- _AIM_
Will you quote only the lines starting at the one that contains "the building window" and ending with the last line of the listing below, inclusive?

- _RECORD EXCERPTS_

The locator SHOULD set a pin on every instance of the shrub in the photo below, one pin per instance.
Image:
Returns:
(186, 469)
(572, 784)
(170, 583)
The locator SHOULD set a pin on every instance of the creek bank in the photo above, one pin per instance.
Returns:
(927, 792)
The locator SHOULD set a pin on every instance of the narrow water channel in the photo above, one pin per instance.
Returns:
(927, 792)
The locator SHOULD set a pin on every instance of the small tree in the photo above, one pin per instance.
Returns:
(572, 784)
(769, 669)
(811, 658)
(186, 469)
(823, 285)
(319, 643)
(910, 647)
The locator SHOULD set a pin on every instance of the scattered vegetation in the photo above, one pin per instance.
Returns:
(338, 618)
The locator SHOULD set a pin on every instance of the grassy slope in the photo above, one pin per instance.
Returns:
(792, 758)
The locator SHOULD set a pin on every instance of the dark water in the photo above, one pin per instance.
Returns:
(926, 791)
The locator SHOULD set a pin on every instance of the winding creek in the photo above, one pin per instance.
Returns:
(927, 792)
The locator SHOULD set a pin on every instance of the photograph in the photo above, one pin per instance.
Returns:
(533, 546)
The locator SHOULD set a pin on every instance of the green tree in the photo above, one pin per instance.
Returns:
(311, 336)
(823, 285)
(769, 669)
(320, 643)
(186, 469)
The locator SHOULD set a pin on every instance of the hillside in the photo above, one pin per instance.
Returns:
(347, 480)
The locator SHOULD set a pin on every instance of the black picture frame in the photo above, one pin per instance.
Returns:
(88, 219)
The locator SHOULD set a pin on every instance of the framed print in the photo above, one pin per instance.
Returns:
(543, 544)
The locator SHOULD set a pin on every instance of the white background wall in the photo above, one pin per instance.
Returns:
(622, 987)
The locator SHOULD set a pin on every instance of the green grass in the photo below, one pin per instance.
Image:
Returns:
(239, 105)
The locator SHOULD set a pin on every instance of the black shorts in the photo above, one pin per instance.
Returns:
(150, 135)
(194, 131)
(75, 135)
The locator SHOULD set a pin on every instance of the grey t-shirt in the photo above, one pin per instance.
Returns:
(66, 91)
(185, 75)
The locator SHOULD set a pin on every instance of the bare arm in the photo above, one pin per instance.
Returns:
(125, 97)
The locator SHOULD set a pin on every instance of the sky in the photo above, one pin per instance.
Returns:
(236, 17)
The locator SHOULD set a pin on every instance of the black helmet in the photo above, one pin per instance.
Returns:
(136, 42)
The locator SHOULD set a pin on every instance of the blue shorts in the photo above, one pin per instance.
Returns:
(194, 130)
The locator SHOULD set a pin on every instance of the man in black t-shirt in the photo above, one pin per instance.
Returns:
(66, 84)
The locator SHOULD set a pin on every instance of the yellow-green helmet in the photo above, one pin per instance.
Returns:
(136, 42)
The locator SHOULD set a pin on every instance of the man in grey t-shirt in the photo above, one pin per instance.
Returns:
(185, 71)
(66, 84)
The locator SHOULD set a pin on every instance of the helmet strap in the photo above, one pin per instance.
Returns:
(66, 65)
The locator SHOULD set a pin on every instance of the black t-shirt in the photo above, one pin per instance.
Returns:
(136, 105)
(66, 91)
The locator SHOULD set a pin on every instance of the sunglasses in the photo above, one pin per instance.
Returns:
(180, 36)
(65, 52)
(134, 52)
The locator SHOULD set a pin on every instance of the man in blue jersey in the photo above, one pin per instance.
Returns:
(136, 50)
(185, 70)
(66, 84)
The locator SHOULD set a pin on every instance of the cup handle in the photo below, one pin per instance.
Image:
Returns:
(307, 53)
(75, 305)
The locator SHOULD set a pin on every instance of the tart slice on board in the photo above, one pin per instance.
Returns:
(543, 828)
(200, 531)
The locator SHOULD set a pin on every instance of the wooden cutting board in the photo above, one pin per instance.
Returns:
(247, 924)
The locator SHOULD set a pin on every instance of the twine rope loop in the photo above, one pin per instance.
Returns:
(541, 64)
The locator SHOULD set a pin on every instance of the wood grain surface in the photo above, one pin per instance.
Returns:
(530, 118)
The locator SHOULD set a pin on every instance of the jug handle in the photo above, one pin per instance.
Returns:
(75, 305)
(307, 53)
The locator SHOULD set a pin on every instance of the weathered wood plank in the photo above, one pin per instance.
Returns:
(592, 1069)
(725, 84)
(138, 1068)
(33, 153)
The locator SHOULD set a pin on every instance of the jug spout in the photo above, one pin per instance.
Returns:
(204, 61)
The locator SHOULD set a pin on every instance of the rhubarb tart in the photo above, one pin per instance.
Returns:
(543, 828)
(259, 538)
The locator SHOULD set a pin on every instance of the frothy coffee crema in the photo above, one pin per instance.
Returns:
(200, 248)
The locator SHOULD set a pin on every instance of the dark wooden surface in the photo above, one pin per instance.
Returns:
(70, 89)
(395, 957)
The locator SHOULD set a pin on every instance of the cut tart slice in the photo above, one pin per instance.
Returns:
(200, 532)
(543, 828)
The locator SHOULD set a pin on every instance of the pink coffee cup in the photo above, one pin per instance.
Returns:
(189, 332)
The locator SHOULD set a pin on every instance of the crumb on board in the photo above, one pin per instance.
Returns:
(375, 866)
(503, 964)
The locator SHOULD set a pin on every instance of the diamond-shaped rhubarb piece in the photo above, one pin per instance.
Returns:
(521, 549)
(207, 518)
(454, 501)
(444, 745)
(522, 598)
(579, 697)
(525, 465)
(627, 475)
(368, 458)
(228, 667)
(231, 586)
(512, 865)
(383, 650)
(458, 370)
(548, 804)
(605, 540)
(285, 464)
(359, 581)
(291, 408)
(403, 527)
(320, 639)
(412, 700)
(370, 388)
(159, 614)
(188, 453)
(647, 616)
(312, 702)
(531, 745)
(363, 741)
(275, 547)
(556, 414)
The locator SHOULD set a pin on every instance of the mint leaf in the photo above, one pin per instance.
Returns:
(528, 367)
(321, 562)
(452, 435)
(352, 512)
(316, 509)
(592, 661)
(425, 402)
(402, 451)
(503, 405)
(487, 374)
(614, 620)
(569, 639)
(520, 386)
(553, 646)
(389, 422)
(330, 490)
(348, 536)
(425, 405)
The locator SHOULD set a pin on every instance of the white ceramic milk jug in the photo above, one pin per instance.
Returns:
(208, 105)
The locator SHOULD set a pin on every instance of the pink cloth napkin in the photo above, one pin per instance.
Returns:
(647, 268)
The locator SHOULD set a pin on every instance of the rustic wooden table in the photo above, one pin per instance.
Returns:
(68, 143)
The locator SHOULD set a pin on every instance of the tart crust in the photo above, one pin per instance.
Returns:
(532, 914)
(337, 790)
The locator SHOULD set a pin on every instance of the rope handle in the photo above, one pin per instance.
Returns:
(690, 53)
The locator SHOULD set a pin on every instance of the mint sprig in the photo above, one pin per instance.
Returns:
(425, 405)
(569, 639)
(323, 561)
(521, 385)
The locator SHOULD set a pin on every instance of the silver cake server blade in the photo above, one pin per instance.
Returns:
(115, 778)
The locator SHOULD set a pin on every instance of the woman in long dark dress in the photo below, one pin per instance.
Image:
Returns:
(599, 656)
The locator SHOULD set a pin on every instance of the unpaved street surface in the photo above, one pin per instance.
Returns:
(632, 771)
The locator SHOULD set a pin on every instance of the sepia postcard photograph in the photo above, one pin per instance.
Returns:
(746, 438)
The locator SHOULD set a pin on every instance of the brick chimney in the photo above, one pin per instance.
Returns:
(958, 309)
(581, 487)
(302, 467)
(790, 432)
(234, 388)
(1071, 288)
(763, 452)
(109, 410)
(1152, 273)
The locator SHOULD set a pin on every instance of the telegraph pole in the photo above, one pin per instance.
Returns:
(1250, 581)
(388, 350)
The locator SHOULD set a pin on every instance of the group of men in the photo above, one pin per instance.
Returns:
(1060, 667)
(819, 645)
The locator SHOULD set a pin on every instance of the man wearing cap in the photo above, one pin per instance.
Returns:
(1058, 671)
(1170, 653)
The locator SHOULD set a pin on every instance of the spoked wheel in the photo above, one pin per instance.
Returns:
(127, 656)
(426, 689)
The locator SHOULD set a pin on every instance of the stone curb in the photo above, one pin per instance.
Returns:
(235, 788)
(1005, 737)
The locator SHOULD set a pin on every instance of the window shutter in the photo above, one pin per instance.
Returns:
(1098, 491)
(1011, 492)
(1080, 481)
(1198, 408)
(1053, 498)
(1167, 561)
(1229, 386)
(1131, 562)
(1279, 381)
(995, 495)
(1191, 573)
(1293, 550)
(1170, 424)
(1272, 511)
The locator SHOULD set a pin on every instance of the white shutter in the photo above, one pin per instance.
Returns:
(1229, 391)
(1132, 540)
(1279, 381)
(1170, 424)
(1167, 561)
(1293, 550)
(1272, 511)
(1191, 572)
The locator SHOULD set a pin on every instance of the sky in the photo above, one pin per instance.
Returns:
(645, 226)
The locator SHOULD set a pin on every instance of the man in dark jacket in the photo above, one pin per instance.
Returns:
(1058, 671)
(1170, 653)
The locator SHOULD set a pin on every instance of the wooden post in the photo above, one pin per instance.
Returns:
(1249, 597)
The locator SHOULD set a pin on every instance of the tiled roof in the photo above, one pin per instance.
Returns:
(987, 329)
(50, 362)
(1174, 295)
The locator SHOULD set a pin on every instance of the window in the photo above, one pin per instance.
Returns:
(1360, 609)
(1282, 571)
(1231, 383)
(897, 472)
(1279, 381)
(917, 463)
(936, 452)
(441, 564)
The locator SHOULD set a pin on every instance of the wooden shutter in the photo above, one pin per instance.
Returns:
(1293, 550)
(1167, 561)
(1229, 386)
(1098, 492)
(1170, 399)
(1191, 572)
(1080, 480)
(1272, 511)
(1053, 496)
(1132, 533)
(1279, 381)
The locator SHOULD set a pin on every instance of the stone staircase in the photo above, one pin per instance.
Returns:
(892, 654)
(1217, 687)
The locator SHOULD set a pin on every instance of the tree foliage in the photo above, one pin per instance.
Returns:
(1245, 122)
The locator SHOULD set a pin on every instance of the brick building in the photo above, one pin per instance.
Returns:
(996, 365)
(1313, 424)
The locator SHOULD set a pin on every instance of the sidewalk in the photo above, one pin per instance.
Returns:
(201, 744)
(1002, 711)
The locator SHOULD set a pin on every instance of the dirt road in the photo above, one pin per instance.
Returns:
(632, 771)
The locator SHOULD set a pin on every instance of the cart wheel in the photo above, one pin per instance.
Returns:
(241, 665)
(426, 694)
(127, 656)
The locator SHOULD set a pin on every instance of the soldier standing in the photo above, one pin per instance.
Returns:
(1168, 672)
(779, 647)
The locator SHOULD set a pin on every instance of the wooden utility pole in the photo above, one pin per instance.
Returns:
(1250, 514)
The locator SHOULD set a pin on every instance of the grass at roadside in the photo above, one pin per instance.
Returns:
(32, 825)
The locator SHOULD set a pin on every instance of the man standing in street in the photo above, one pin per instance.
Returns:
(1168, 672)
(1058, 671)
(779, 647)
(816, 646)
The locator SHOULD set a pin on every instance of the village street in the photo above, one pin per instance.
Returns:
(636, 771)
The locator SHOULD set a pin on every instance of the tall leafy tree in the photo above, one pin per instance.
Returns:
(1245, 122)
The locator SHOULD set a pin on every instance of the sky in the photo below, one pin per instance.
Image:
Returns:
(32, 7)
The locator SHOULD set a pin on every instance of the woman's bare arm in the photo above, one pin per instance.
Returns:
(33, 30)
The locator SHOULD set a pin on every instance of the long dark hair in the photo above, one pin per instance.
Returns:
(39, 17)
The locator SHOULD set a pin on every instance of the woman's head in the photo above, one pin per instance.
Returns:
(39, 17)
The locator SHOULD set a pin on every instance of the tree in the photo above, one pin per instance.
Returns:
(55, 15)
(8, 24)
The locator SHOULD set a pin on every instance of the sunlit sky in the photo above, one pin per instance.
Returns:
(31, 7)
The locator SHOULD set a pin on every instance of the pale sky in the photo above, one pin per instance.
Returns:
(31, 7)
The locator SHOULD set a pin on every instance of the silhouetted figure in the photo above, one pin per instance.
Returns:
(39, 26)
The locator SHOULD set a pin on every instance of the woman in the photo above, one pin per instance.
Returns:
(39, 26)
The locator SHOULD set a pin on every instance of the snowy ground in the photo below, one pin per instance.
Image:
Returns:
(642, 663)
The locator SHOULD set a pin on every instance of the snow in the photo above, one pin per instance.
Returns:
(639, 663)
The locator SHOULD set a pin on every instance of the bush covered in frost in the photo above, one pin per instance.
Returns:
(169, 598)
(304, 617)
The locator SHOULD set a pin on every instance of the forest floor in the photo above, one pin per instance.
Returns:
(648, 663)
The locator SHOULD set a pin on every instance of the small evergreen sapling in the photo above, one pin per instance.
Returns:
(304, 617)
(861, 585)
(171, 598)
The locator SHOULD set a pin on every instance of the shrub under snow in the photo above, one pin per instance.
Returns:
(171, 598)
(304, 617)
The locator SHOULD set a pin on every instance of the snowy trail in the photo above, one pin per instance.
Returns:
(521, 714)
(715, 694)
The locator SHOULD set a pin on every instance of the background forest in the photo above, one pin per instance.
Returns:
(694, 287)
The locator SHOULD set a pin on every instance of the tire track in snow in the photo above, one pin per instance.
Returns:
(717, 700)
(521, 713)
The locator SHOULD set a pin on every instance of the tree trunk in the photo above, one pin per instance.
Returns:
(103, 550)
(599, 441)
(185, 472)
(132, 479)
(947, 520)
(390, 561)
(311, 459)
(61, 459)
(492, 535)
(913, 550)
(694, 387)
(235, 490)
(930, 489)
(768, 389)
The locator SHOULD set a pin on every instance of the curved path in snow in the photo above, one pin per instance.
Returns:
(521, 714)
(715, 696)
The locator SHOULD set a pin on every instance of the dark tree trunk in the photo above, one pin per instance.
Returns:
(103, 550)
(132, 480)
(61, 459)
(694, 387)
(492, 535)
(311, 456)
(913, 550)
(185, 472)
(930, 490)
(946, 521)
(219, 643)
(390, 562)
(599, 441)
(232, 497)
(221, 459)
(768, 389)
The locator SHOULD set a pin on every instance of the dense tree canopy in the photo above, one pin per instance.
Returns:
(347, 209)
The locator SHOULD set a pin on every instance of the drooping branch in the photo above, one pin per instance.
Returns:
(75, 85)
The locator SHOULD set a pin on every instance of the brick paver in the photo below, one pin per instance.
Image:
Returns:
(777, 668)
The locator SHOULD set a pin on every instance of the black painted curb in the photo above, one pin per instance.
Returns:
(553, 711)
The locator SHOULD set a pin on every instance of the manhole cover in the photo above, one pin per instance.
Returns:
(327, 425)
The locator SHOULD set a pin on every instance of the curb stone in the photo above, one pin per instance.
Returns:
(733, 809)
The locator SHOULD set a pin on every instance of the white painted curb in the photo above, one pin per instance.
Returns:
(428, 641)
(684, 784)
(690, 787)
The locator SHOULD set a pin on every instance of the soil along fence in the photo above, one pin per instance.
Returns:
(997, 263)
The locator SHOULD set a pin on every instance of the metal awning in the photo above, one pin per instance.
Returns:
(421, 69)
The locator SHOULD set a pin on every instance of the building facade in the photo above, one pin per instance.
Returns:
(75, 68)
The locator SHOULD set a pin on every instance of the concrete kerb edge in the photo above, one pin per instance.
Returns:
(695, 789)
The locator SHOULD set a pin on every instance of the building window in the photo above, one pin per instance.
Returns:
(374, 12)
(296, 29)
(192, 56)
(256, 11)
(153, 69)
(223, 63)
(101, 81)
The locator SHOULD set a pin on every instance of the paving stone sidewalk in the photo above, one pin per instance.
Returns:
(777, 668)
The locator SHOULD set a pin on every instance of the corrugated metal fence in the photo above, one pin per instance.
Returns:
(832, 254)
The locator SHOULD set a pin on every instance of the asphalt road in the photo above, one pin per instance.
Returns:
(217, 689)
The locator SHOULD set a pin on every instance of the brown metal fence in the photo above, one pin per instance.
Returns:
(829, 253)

- _ANSWER TO THIS TASK_
The locator SHOULD set a pin on every instance of the building window in the photo above, one pin per instance.
Returns:
(374, 12)
(296, 29)
(192, 56)
(256, 11)
(153, 69)
(223, 63)
(101, 81)
The locator SHOULD set a pin on every instance of the paving stone sidewalk in the photo above, one pin per instance.
Returns:
(777, 668)
The locator SHOULD set a pin on every instance of the corrugated metal fence in the photo above, one pin per instance.
Returns:
(832, 254)
The locator SHOULD set a pin on every instance of the asphalt road in the photo above, one pin per instance.
Returns:
(217, 689)
The locator SHOULD set a pin on every instance of the brown metal fence in the photo above, one pin per instance.
Returns:
(829, 253)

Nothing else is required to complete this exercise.